[start PROVIDED INFORMATION]

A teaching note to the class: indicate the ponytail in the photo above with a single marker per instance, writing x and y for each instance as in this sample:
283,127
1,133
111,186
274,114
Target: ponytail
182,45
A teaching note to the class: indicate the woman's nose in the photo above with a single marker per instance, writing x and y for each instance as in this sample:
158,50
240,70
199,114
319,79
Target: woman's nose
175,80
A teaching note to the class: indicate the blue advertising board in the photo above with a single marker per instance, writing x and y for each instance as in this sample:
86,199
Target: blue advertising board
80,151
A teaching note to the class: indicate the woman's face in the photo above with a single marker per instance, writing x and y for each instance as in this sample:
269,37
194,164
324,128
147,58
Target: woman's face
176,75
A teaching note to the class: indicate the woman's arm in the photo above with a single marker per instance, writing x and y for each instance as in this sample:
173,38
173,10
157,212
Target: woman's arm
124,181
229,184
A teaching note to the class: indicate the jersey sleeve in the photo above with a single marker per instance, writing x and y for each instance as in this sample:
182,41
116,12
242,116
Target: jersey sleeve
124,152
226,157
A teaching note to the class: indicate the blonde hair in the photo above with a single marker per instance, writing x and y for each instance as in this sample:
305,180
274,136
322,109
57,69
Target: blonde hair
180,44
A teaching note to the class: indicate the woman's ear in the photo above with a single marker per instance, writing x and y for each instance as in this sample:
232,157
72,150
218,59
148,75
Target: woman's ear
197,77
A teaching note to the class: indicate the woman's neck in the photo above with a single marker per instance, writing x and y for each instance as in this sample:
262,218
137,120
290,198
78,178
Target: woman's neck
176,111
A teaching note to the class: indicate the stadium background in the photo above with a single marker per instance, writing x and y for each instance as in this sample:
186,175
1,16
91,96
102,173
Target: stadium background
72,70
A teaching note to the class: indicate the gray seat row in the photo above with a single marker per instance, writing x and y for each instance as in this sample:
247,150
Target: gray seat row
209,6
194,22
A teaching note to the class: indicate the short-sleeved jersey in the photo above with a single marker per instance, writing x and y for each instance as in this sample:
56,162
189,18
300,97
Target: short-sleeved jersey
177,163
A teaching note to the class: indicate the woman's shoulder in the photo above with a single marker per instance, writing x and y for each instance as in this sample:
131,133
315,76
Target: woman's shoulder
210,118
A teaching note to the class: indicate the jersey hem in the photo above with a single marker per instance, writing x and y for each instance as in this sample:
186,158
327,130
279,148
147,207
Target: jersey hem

[end PROVIDED INFORMATION]

• **STATED TASK**:
Could you copy out every line from the one containing "A teaching note to the class: indicate the woman's shoulder" through the end of the items, requests included, increasing each answer coordinate by 3 and leaving the sample coordinates in the requests unchanged?

• **EXERCISE ANSWER**:
A teaching note to the class: indicate the woman's shoulder in the photo above with a single marker per instance, writing x and y for each instance as in this sample:
131,133
315,76
Target: woman's shoulder
213,121
A teaching note to the class: indicate the jersey hem in the photo above with a single marker per instance, writing x and y for each instance as in this sample:
186,158
327,130
279,148
147,207
Target: jersey hem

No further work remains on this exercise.